**Exercise instructions**: Below is a set of records. Repeat all of them exactly.

**Dataset rows**:
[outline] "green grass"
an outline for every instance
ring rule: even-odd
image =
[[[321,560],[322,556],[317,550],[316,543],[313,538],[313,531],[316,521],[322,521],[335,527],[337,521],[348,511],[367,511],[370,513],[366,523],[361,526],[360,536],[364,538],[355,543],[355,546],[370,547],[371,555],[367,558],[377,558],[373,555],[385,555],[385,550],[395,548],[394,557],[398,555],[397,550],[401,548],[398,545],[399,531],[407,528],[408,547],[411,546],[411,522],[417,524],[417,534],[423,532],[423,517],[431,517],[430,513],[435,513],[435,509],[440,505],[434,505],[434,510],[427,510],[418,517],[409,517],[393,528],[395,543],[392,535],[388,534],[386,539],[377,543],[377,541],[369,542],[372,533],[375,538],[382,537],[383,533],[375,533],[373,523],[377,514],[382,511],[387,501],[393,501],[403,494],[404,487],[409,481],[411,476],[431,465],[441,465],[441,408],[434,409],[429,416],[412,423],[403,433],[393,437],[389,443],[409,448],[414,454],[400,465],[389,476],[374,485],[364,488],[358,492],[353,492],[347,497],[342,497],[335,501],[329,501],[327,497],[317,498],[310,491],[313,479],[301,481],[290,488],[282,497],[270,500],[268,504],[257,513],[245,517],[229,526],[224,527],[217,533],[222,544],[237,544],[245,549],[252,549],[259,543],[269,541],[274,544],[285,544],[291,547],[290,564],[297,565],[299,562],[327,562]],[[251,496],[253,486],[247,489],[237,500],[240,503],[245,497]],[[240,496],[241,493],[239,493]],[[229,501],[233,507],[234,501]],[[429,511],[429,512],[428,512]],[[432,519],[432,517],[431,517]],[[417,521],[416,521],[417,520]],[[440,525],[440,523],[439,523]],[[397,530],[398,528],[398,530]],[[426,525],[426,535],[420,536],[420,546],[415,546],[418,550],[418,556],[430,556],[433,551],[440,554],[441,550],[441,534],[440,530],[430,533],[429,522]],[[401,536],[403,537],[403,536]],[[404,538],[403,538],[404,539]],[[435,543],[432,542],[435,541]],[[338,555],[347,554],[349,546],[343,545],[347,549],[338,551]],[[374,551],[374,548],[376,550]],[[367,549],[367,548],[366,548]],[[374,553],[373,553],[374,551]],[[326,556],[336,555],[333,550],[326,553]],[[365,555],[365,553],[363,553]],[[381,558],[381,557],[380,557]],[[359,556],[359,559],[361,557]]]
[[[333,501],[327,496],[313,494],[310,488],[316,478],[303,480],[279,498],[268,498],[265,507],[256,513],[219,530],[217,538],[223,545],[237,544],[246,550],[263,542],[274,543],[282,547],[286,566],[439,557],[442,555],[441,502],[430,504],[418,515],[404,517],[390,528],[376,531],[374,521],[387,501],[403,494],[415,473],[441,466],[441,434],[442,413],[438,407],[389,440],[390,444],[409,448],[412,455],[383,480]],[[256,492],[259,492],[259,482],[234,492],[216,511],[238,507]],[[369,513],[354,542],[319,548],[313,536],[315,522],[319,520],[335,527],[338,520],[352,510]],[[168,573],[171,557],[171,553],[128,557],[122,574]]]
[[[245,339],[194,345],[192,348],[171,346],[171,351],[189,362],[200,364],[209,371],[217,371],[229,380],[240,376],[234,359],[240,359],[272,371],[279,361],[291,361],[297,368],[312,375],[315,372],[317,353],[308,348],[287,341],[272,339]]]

**Solution to the problem**:
[outline] "green grass"
an outline for every instance
ring rule: even-odd
image =
[[[321,560],[322,556],[317,550],[316,543],[313,538],[313,531],[316,521],[322,521],[335,527],[337,521],[348,511],[367,511],[370,513],[366,523],[361,526],[360,536],[364,538],[355,543],[355,546],[370,547],[371,555],[367,558],[377,558],[373,555],[385,555],[385,550],[395,548],[394,557],[398,555],[397,550],[401,548],[398,545],[399,531],[407,528],[408,547],[411,546],[411,522],[417,524],[417,534],[423,532],[423,517],[431,517],[430,513],[435,513],[435,509],[440,505],[434,505],[434,510],[427,510],[418,517],[409,517],[393,528],[395,543],[392,535],[388,534],[386,539],[377,543],[377,541],[369,542],[372,533],[375,538],[382,537],[383,533],[375,533],[373,523],[377,514],[382,511],[387,501],[393,501],[403,494],[404,487],[409,481],[411,476],[431,465],[441,465],[441,408],[434,409],[429,416],[412,423],[403,433],[393,437],[389,443],[409,448],[414,454],[400,465],[389,476],[374,485],[364,488],[358,492],[353,492],[347,497],[342,497],[335,501],[329,501],[327,497],[317,498],[310,491],[313,479],[301,481],[290,488],[282,497],[270,500],[268,504],[257,513],[245,517],[229,526],[224,527],[217,533],[222,544],[237,544],[245,549],[252,549],[259,543],[269,541],[274,544],[285,544],[291,547],[290,564],[297,565],[299,562],[327,562]],[[251,496],[253,486],[247,489],[237,500],[240,503],[245,497]],[[240,496],[241,493],[239,493]],[[229,501],[233,507],[234,501]],[[429,511],[429,512],[428,512]],[[432,519],[432,517],[431,517]],[[417,521],[416,521],[417,520]],[[440,525],[440,523],[439,523]],[[397,530],[398,528],[398,530]],[[426,525],[426,535],[420,536],[420,546],[415,546],[418,550],[418,556],[430,556],[433,551],[440,554],[441,550],[441,534],[440,530],[430,533],[429,522]],[[401,536],[403,537],[403,536]],[[404,538],[403,538],[404,539]],[[435,543],[432,542],[435,541]],[[338,555],[347,554],[349,546],[343,545],[347,549],[338,551]],[[374,551],[374,548],[376,550]],[[367,549],[367,548],[366,548]],[[374,553],[373,553],[374,551]],[[326,556],[336,555],[333,550],[326,553]],[[365,555],[365,553],[363,553]],[[381,558],[381,557],[380,557]],[[359,556],[359,559],[361,557]]]
[[[333,501],[327,496],[313,494],[310,488],[316,478],[303,480],[279,498],[268,498],[265,507],[256,513],[219,530],[217,538],[223,545],[237,544],[246,550],[263,542],[274,543],[282,547],[286,566],[439,557],[442,555],[441,502],[430,504],[418,515],[404,517],[390,528],[376,531],[374,521],[387,501],[403,494],[415,473],[441,466],[441,434],[442,413],[438,407],[389,440],[390,444],[409,448],[412,455],[383,480]],[[256,492],[259,492],[259,482],[234,492],[216,511],[238,507]],[[369,513],[354,542],[319,548],[313,536],[315,522],[319,520],[335,527],[338,520],[352,510]],[[168,573],[171,557],[171,553],[128,557],[122,574]]]
[[[245,339],[194,345],[192,348],[171,346],[171,351],[189,362],[200,364],[209,371],[217,371],[229,380],[240,376],[234,359],[240,359],[272,371],[279,361],[291,361],[297,368],[312,375],[315,372],[317,353],[308,348],[287,341],[272,339]]]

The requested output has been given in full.